Let me see you dance!

The RECAPITATOR posted:

I have been looking at some implementations of hashmaps. Is it fair to say that the most basic implementations are exactly as efficient as my original linear travel through a list - and by extension, some implementations have some voodoo that allows the recovery of key/values with a lot less travel?

The magic voodoo you're talking about is the whole point of a hashmap. The wiki page ( http://en.wikipedia.org/wiki/Hash_table ) is a pretty good overview if you can avoid losing the forest for the trees.

Lysidas
Jul 26, 2002

John Diefenbaker is a madman who thinks he's John Diefenbaker.
Pillbug

The RECAPITATOR posted:

Is it fair to say that the most basic implementations are exactly as efficient as my original linear travel through a list - and by extension, some implementations have some voodoo that allows the recovery of key/values with a lot less travel?

Dynamic hash tables (or more generally, when the keys aren't known ahead of time in constructing the hash function) have worst-case performance that's the same as fully traversing a list. These are rare situations, though, and only happen when every item is assigned the same hash value. Looking up by a key is usually constant-time.

Of course, if you know the hash function that's used, it isn't very difficult to trigger this worst-case behavior by creating a lot of keys that perfectly collide. This is why Python now randomizes the hash of strings every time the interpreter is started.

tef
May 30, 2004

-> some l-system crap ->

Lysidas posted:

If you're having trouble porting old code that doesn't play nicely with the distinction between bytes and text, it was already broken and you didn't know it. "Whoops, it used to work fine but now someone dared to spell their name correctly and where the hell is this UnicodeDecodeError coming from"

nope :3: i know python 3 devs want to believe this is true universally, but over here in this land of posix apis and network protocols, we were doing ok

Shmoogy
Mar 21, 2007
I need to scrape some additional product details - but am having trouble extracting the data into a format where it would be clean enough to use in a spreadsheet.

code:
from bs4 import BeautifulSoup
import requests
import unittest, time, re


base_url = "http://www.lightingnewyork.com/product/john-richard-alexander-john-chandeliers-ajc-8535.html"
r = requests.get(base_url)
html = r.text
soup = BeautifulSoup(html, 'html.parser')

details = soup.find("div", {"class" : "pd_padding"})
#finding block of product details

with open('outputLightingNewYork.txt', 'a') as f:
    for detail in details:
        if detail.find('li'):
            f.write(re.sub('<[A-Za-z\/][^>]*>','',str(detail)))

_To be done_.
1. Say whether each statement agrees with the forum thread, answering yes or no and quoting the words that decide it.
(a) Looking up by a key in a hash table is usually constant-time.
(b) Python randomizes the hash of strings only once, when it is installed.
(c) The scraping code writes its output to a file named outputLightingNewYork.txt.
2. Write out the forum thread word for word from "#finding block of" up to and including "f.write(re.sub('<[A-Za-z\/][^>]*>','',str(detail)))".

_Listed records_.

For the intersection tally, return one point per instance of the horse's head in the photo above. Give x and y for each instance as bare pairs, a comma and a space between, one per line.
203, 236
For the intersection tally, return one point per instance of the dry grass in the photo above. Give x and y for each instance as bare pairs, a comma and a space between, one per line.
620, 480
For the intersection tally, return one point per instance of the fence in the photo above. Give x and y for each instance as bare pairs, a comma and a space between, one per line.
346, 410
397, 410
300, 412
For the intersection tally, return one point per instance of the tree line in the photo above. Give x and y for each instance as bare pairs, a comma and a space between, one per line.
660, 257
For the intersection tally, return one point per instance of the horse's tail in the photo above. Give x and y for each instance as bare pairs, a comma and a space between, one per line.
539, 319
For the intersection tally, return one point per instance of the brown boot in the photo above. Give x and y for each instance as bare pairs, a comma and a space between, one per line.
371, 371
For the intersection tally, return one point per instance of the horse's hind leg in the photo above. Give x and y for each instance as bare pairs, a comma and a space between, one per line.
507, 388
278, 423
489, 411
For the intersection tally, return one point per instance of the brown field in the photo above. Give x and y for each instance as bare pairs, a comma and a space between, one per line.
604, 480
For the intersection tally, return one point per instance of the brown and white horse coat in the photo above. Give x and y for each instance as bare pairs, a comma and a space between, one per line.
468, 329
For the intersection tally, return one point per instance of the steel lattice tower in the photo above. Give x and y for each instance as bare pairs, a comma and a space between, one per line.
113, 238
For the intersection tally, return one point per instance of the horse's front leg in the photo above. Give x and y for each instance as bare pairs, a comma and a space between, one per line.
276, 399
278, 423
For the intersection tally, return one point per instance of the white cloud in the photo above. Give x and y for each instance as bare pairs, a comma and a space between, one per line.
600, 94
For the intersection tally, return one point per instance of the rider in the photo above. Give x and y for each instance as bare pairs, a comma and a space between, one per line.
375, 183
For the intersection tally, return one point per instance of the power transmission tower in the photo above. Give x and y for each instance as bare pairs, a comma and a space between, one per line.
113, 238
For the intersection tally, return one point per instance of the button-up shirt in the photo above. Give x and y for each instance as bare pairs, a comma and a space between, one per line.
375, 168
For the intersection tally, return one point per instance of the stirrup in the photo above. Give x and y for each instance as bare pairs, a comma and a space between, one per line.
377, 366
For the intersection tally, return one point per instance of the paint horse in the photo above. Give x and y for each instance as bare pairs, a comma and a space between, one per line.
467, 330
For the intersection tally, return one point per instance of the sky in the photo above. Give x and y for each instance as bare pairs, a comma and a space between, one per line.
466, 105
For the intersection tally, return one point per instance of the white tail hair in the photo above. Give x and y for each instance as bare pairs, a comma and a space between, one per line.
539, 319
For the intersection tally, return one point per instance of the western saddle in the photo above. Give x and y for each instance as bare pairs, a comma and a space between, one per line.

_Answer set_.
1.
(a) Yes: "Looking up by a key is usually constant-time."
(b) No: "This is why Python now randomizes the hash of strings every time the interpreter is started."
(c) Yes: "with open('outputLightingNewYork.txt', 'a') as f:"

2.
#finding block of product details

with open('outputLightingNewYork.txt', 'a') as f:
    for detail in details:
        if detail.find('li'):
            f.write(re.sub('<[A-Za-z\/][^>]*>','',str(detail)))